Document text:

__________________________________________________

As described above, we used a joint modeling approach to model choice data from both sessions simultaneously in a single model.Footnote 3 We estimated Arew, Apun, βf, and βb hierarchically such that parameters were allowed to vary for each participant within each session (i.e., random effects for participants). Fitting the model hierarchically in this fashion allowed for information across individuals and sessions to be pooled across person-level parameters which causes person-level estimates to regress toward the group-level mean. For each free parameter (e.g., βf), person-level parameter estimates were assumed to follow a multivariate normal distribution, given by the following:

$$\left[\begin{array}{c}{\theta }_{i,1}\\ {\theta }_{i,2}\end{array}\right]\sim MVNormal\left(\left[\begin{array}{c}{\mu }_{\theta ,1}\\ {\mu }_{\theta ,2}\end{array}\right] , {\mathbf{S}}_{\theta }\right)$$
(6)

where θi1 and θi2 are the person-level parameters for participant i on sessions 1 and 2, respectively; θ refers to either `Arew, `Apun, βf, or βb; μθ1 and μθ2 are the group-level parameter means for sessions 1 and 2, respectively; and Sθ is the covariance matrix for session 1 and 2 person-level parameters. In the ORL, Arew and Apun are bounded between 0 and 1; thus, `Arew and `Apun were estimated assuming a multivariate normal distribution (Eq. 6) and then transformed using the inverse cumulative normal distribution to obtain Arew and Apun (Haines et al., 2018). The covariance matrix, Sθ, can be decomposed into a 2 × 2 matrix of the group-level standard deviations for each session (σθ,1 & σθ,2) and a 2 × 2 correlation matrix (Rθ):

$${\mathbf{S}}_{{\varvec{\theta}}}=\left[\begin{array}{cc}{\sigma }_{\theta ,1}& 0\\ 0& {\sigma }_{\theta ,2}\end{array}\right]{\mathbf{R}}_{{\varvec{\theta}}}\left[\begin{array}{cc}{\sigma }_{\theta ,1}& 0\\ 0& {\sigma }_{\theta ,2}\end{array}\right]$$
(7)

where

$${\mathbf{R}}_{{\varvec{\theta}}}=\left[\begin{array}{cc}{\rho }_{\theta 12}& 0\\ 0& {\rho }_{\theta 12}\end{array}\right]$$
(8)

and ρθ12 is the correlation between θ on session 1 and θ on session 2 (i.e., the test-retest reliability estimate).

For each parameter, we used weakly informative priors. Priors for group-level means on sessions 1 and 2 in Eq. 6 were specified as

μθ1

~ Normal(0,1)

μθ2

~ Normal(0,1)

__________________________________________________

Data excerpts:
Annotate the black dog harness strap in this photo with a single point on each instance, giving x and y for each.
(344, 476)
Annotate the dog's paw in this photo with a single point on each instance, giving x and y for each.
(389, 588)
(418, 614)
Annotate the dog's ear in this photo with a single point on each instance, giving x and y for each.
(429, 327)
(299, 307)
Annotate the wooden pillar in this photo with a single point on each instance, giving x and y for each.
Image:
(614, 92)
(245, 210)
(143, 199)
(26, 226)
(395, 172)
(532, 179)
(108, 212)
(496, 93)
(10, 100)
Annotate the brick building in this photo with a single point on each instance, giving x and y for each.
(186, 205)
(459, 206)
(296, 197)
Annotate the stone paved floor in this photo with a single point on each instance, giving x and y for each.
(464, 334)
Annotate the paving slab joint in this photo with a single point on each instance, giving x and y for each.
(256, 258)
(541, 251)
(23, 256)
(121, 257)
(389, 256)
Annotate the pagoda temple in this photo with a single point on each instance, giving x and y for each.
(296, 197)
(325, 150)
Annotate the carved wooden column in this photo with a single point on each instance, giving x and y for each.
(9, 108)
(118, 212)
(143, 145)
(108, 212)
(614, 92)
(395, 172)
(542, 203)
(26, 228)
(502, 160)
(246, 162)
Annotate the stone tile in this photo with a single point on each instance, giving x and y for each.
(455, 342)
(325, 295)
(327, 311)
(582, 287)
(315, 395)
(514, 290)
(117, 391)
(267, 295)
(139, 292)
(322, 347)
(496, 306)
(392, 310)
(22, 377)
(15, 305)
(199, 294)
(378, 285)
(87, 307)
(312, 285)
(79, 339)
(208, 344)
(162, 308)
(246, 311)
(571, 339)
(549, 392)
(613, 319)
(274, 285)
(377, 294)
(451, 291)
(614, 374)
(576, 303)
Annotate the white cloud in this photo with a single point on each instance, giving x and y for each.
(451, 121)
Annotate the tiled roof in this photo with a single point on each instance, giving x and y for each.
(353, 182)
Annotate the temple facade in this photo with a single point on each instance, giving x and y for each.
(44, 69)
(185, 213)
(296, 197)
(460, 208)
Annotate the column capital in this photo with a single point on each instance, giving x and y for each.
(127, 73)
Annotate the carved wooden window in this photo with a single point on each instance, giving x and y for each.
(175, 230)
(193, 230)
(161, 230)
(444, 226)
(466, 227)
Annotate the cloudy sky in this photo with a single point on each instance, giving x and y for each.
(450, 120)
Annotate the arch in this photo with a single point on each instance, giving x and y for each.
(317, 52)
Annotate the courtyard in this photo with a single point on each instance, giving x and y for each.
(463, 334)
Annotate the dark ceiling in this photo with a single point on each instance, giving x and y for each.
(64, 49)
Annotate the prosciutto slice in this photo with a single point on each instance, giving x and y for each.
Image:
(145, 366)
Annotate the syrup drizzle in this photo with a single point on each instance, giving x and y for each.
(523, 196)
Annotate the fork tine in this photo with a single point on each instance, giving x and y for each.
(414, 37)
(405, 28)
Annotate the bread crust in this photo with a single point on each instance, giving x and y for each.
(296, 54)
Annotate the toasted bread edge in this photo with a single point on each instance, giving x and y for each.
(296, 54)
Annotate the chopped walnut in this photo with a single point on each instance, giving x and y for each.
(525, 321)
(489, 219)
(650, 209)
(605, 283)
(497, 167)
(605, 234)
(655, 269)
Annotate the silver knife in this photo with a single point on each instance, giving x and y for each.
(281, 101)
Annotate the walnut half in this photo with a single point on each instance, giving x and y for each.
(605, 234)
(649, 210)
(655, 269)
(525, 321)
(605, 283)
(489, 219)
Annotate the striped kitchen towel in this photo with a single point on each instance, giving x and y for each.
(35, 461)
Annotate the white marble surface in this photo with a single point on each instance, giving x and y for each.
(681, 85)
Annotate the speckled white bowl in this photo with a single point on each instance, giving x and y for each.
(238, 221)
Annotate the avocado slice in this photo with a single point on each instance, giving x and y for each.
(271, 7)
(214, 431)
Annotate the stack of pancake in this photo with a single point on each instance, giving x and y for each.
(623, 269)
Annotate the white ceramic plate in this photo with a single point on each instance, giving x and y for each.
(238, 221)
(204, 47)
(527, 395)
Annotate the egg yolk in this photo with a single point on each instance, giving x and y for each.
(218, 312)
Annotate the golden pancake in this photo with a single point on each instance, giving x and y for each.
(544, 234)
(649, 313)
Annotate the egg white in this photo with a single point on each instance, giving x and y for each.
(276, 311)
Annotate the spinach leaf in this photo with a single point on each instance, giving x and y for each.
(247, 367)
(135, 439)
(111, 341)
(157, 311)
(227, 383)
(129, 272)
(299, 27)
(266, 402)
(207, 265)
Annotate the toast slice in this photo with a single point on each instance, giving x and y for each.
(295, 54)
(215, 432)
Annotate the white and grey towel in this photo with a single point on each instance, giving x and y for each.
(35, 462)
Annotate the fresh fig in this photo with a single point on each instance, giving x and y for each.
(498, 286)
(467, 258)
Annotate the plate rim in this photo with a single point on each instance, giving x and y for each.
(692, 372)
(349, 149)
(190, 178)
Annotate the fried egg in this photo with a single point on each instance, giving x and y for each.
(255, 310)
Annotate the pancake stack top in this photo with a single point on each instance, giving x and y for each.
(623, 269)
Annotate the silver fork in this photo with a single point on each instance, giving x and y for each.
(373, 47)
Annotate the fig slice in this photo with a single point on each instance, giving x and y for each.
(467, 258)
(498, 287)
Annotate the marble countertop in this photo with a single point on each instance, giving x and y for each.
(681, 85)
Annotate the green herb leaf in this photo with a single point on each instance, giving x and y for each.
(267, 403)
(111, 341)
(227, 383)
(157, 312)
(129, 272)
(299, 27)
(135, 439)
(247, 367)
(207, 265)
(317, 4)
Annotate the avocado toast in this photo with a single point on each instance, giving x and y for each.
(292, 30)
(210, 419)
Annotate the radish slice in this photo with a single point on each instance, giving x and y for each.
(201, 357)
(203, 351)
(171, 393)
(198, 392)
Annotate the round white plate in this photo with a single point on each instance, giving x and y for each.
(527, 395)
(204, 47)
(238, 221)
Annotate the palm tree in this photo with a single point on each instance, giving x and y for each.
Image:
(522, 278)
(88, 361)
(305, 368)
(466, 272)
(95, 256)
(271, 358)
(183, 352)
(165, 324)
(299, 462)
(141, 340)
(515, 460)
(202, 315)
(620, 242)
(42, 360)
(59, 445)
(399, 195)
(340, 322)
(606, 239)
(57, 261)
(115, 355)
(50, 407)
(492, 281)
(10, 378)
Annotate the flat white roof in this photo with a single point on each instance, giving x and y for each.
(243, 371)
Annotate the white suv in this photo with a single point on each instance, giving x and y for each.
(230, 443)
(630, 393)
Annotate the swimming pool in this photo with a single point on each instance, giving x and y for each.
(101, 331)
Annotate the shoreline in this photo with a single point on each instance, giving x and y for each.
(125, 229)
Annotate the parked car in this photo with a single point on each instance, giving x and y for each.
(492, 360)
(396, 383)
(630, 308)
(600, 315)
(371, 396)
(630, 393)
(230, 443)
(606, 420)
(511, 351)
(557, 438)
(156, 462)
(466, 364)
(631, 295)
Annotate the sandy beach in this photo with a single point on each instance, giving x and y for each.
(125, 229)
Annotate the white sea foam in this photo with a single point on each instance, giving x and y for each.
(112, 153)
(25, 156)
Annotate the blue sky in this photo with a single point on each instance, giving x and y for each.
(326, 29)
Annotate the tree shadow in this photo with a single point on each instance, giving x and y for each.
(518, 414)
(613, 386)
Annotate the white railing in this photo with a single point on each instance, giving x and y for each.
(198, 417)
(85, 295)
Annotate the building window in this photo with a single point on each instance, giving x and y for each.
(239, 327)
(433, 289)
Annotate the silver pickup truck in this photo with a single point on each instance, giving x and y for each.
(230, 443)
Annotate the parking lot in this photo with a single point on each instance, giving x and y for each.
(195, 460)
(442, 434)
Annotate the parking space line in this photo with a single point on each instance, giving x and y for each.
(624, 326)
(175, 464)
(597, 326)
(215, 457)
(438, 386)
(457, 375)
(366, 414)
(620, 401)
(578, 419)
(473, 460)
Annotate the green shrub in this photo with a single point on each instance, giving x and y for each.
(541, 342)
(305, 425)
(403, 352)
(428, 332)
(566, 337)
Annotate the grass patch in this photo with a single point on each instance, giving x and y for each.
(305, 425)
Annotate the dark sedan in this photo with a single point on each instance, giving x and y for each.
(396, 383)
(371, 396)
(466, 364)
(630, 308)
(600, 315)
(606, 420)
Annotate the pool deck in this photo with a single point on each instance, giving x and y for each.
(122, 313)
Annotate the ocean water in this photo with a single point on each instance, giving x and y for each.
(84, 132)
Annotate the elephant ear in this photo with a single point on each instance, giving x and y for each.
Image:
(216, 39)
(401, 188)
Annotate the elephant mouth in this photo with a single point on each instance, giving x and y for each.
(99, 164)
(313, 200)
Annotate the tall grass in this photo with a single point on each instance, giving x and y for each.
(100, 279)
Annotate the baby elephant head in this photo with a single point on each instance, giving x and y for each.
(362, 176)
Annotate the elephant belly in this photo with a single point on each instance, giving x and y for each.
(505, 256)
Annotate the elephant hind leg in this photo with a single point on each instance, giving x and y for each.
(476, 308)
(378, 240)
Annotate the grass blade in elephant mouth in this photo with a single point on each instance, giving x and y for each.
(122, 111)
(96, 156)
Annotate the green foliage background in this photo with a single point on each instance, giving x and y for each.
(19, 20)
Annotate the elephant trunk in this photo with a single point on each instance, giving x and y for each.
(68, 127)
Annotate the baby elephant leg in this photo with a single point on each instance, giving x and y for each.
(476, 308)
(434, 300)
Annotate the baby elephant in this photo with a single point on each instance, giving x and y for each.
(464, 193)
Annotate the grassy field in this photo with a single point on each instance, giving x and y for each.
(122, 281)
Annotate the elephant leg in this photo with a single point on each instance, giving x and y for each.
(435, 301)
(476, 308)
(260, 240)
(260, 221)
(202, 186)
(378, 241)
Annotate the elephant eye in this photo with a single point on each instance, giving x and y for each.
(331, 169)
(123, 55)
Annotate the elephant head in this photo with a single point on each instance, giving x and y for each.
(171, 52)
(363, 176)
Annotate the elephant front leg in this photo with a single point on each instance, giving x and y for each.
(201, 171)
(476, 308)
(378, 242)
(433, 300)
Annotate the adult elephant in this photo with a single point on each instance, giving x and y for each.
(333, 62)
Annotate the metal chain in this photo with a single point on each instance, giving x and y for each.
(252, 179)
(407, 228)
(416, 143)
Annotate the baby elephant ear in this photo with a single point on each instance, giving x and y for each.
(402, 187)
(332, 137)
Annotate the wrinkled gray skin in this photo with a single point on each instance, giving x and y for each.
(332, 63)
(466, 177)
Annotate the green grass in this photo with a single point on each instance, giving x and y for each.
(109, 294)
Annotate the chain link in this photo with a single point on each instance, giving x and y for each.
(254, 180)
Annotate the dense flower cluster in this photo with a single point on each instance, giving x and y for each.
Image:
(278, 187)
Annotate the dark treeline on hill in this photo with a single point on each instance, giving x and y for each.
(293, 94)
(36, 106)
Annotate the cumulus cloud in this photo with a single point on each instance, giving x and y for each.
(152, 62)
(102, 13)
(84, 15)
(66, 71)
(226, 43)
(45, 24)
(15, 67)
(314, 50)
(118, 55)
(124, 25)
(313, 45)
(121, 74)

__________________________________________________

What is expected: Extend the passage on hierarchical estimation of the model parameters, picking up after the last prior shown.

Answer section:
for `Arew, `Apun, βf, and βb. Priors for group-level standard deviations on sessions 1 and 2 in Eq. 7 were specified as

σθ1

~ Half-Normal(0.2)

σθ2

~ Half-Normal(0.2)

for `Arew and `Apun and as

σθ1

~ Half-Cauchy(1)

σθ2

~ Half-Cauchy(1)

for βf and βb. We chose stronger, half-normal priors on the σs for `Arew and `Apun to avoid extreme values of these parameters after transforming. The priors for the correlation matrices were specified as

Rθ12

~ LKJcorr(1)

for each parameter. Finally, the session 1 and session 2 group-level means and standard deviations served as the priors for the person-level parameters on sessions 1 and 2, respectively, such that

θi1

~ Normal(μθ1, σθ1)

θi2

~ Normal(μθ2, σθ2)

for βf and βb, and as

Φ–1(θi1 / scale)

~ Normal(μθ1, σθ1)

Φ–1(θi2 / scale)

~ Normal(μθ2, σθ2)

for Arew and Apun. Here, Φ–1 is the inverse of the cumulative distribution function of the normal distribution, and scale indicates a scaling factor applied to the parameter to ensure it meets the appropriate parameter bound. For Arew and Apun , scale = 1, resulting in the learning rates being bounded between 0 and 1.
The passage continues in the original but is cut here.